把下面全部材料逐行输出成编号列表，空行去掉，图片不要写进去。

[位置标注记录]
◆ ◆ ◆

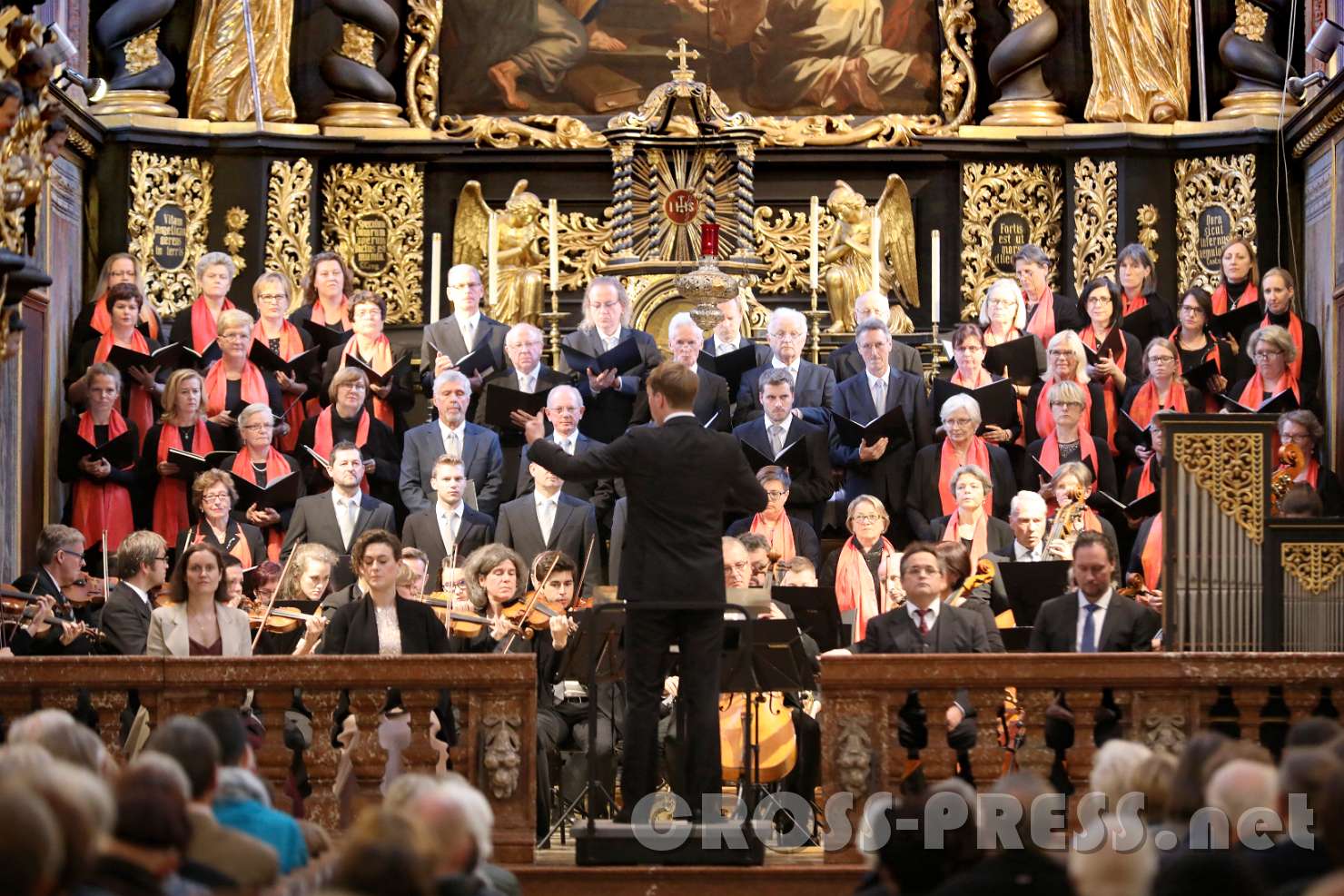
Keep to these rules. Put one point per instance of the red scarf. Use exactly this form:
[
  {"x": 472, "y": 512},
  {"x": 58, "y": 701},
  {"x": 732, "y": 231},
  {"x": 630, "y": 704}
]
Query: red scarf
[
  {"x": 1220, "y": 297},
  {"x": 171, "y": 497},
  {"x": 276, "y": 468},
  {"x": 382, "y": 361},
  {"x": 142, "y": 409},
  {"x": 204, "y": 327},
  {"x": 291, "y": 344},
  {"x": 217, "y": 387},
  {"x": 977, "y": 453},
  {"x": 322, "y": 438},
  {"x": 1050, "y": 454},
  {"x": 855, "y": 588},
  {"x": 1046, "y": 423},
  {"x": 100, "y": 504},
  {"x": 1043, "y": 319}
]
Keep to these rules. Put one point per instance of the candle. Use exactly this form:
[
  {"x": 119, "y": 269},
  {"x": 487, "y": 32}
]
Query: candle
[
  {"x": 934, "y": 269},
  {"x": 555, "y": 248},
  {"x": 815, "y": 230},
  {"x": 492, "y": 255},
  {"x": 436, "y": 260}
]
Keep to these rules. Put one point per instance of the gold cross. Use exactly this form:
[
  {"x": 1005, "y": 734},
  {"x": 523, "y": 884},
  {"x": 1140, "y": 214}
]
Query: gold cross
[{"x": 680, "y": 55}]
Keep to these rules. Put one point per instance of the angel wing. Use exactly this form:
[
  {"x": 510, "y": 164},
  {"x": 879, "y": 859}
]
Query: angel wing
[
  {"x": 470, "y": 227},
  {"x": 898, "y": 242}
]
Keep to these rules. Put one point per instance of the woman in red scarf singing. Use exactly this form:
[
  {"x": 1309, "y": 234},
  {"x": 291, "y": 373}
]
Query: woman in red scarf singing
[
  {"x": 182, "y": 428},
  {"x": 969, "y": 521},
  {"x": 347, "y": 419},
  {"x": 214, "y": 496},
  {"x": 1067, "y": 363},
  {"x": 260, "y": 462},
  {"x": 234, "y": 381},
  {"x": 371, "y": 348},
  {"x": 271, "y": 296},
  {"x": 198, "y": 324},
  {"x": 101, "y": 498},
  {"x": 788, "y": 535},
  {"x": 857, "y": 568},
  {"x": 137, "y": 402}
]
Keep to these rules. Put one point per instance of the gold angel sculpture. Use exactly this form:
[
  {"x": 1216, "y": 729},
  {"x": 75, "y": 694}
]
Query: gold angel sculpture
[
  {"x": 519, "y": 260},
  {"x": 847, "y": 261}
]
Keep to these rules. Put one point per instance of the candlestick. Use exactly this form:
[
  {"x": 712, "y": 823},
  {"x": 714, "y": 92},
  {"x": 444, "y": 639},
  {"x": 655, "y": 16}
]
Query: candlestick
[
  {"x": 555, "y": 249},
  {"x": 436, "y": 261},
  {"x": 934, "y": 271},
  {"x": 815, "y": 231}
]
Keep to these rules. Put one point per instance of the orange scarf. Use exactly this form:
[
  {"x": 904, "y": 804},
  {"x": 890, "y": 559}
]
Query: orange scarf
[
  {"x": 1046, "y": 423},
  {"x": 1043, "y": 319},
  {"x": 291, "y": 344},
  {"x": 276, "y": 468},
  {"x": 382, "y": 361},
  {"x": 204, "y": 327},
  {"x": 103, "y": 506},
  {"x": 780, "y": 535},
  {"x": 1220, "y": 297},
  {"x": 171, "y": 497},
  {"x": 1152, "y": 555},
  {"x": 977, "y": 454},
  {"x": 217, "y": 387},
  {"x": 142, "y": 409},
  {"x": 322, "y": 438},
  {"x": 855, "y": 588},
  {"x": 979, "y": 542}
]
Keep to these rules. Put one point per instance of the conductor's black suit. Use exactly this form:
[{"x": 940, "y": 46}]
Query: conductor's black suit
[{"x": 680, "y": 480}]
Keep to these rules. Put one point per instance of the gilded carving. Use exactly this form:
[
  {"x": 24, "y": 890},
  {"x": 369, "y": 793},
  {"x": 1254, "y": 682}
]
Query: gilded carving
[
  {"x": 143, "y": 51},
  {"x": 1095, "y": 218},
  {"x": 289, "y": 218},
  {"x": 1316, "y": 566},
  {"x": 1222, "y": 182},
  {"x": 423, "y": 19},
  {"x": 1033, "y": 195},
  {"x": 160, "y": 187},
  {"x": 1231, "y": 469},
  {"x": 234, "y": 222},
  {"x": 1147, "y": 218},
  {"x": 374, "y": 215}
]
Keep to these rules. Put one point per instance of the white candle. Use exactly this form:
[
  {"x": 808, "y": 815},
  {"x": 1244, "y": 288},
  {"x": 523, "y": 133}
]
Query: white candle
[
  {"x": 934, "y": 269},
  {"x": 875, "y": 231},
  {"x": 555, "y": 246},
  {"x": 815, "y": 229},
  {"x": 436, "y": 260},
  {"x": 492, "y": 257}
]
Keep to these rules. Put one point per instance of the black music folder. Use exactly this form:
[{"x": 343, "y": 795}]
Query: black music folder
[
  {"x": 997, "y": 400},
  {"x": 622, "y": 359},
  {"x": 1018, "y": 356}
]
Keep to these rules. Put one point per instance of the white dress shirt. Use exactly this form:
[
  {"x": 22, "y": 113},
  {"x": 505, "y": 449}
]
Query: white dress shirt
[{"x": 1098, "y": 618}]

◆ ◆ ◆

- _完成练习_:
1. Keep to these rules. Put one point per instance of the red scarf. Use exactly this form:
2. [
3.   {"x": 472, "y": 512},
4.   {"x": 58, "y": 701},
5.   {"x": 732, "y": 231},
6.   {"x": 630, "y": 704}
7. ]
8. Query: red scarf
9. [
10.   {"x": 1220, "y": 297},
11.   {"x": 171, "y": 497},
12.   {"x": 276, "y": 468},
13.   {"x": 382, "y": 361},
14.   {"x": 142, "y": 409},
15.   {"x": 204, "y": 327},
16.   {"x": 291, "y": 344},
17.   {"x": 217, "y": 387},
18.   {"x": 977, "y": 453},
19.   {"x": 322, "y": 438},
20.   {"x": 1050, "y": 454},
21.   {"x": 855, "y": 588},
22.   {"x": 1046, "y": 423},
23.   {"x": 100, "y": 504},
24.   {"x": 1043, "y": 319}
25. ]
26. Keep to these rules. Put one point per instance of the candle. Use exactly this form:
27. [
28.   {"x": 119, "y": 269},
29.   {"x": 487, "y": 32}
30. ]
31. Query: candle
32. [
33.   {"x": 934, "y": 269},
34.   {"x": 555, "y": 248},
35.   {"x": 815, "y": 230},
36.   {"x": 492, "y": 255},
37.   {"x": 436, "y": 260}
38. ]
39. Keep to these rules. Put one point per instance of the gold cross. Use exactly this form:
40. [
41.   {"x": 1005, "y": 734},
42.   {"x": 523, "y": 884},
43.   {"x": 1140, "y": 214}
44. ]
45. Query: gold cross
46. [{"x": 680, "y": 55}]
47. Keep to these rules. Put one point per instance of the angel wing. Use exactly this form:
48. [
49.   {"x": 510, "y": 164},
50.   {"x": 879, "y": 859}
51. ]
52. Query: angel wing
53. [
54.   {"x": 470, "y": 227},
55.   {"x": 898, "y": 242}
56. ]
57. Keep to these rules. Put one point per instance of the woman in red scarf singing. Use exactly this form:
58. [
59.   {"x": 1309, "y": 234},
60.   {"x": 291, "y": 373}
61. ]
62. Query: woman in red scarf singing
63. [
64.   {"x": 182, "y": 428},
65.   {"x": 969, "y": 521},
66.   {"x": 347, "y": 419},
67.   {"x": 214, "y": 496},
68.   {"x": 1067, "y": 363},
69.   {"x": 260, "y": 462},
70.   {"x": 234, "y": 381},
71.   {"x": 371, "y": 348},
72.   {"x": 271, "y": 296},
73.   {"x": 198, "y": 324},
74.   {"x": 101, "y": 498},
75.   {"x": 788, "y": 535},
76.   {"x": 857, "y": 568},
77.   {"x": 137, "y": 402}
78. ]
79. Keep to these rules. Put one point per instance of the gold angel sculpture. Use exactly this form:
80. [
81.   {"x": 1216, "y": 729},
82.   {"x": 75, "y": 694}
83. ]
84. Query: gold angel sculpture
85. [
86.   {"x": 519, "y": 260},
87.   {"x": 847, "y": 261}
88. ]
89. Keep to these rules. Put one point per instance of the candlestick. Use exactly this form:
90. [
91.   {"x": 712, "y": 823},
92.   {"x": 714, "y": 92},
93.   {"x": 444, "y": 639},
94.   {"x": 655, "y": 16}
95. ]
96. Query: candlestick
97. [
98.   {"x": 555, "y": 249},
99.   {"x": 436, "y": 261},
100.   {"x": 934, "y": 271},
101.   {"x": 815, "y": 231}
102. ]
103. Keep to these rules. Put one point per instance of the orange scarf. Use exactly this form:
104. [
105.   {"x": 904, "y": 804},
106.   {"x": 890, "y": 559}
107. ]
108. Query: orange scarf
109. [
110.   {"x": 1046, "y": 423},
111.   {"x": 1043, "y": 319},
112.   {"x": 291, "y": 344},
113.   {"x": 276, "y": 468},
114.   {"x": 382, "y": 361},
115.   {"x": 204, "y": 327},
116.   {"x": 103, "y": 506},
117.   {"x": 780, "y": 535},
118.   {"x": 1220, "y": 297},
119.   {"x": 171, "y": 497},
120.   {"x": 1152, "y": 555},
121.   {"x": 977, "y": 454},
122.   {"x": 217, "y": 387},
123.   {"x": 142, "y": 409},
124.   {"x": 322, "y": 438},
125.   {"x": 855, "y": 588},
126.   {"x": 979, "y": 542}
127. ]
128. Keep to these rules. Put one point per instance of the conductor's black suit. Use exactly this form:
129. [{"x": 940, "y": 46}]
130. Query: conductor's black suit
131. [{"x": 680, "y": 480}]
132. Keep to these rules. Put one point per instance of the gilded carving. Use exactly this form:
133. [
134.   {"x": 24, "y": 890},
135.   {"x": 369, "y": 793},
136.   {"x": 1254, "y": 682}
137. ]
138. Query: gilded carving
139. [
140.   {"x": 143, "y": 51},
141.   {"x": 1095, "y": 218},
142.   {"x": 289, "y": 218},
143.   {"x": 1316, "y": 566},
144.   {"x": 1222, "y": 182},
145.   {"x": 423, "y": 19},
146.   {"x": 1033, "y": 195},
147.   {"x": 160, "y": 187},
148.   {"x": 1231, "y": 469},
149.   {"x": 234, "y": 222},
150.   {"x": 1147, "y": 218},
151.   {"x": 374, "y": 215}
152. ]
153. Keep to these rules. Put one point per instance of the white candle. Use exactly this form:
154. [
155.   {"x": 808, "y": 815},
156.   {"x": 1244, "y": 288},
157.   {"x": 523, "y": 133}
158. ]
159. Query: white candle
160. [
161.   {"x": 934, "y": 269},
162.   {"x": 875, "y": 231},
163.   {"x": 555, "y": 246},
164.   {"x": 815, "y": 229},
165.   {"x": 436, "y": 260},
166.   {"x": 492, "y": 257}
167. ]
168. Keep to these rules. Put one point per instance of the black music folder. Use exactly this form:
169. [{"x": 343, "y": 795}]
170. Query: black music folder
171. [
172.   {"x": 997, "y": 400},
173.   {"x": 622, "y": 359},
174.   {"x": 1018, "y": 356}
175. ]
176. Keep to these rules. Put one point per instance of the white dress shirt. Use exactly this form:
177. [
178.   {"x": 22, "y": 113},
179.   {"x": 505, "y": 449}
180. ]
181. Query: white dress shirt
182. [{"x": 1098, "y": 618}]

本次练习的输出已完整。